Work to complete
Lines that include "parked" make up the answer; copy all of them from the data below.

Records for the exercise
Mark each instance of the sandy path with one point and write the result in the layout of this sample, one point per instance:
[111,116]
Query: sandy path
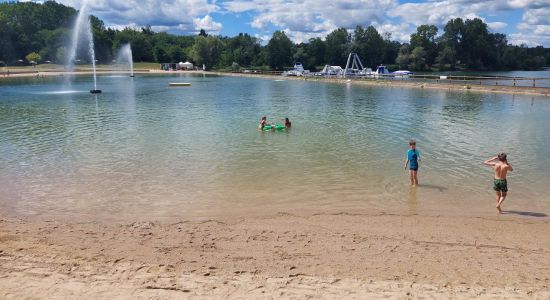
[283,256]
...
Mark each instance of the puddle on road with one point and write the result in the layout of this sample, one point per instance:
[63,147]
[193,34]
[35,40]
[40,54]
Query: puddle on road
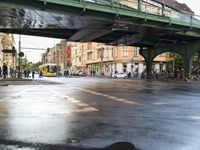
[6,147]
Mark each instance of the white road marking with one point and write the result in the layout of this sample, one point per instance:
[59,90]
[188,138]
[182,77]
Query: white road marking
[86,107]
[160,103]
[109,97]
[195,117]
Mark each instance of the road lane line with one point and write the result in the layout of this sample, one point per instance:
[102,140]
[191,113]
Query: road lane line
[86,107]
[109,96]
---
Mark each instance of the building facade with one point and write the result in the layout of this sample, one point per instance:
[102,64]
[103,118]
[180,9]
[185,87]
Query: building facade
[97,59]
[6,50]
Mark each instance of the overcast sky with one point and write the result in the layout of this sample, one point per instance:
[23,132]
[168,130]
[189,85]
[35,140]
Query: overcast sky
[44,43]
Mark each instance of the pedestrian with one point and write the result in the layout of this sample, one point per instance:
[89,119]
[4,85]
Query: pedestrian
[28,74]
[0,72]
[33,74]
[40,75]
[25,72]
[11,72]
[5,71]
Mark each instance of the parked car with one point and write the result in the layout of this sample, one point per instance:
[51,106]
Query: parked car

Output for this exercise
Mark each instance of the parked car with one point and write the result in the layout of this sample, one point per instance:
Query: parked car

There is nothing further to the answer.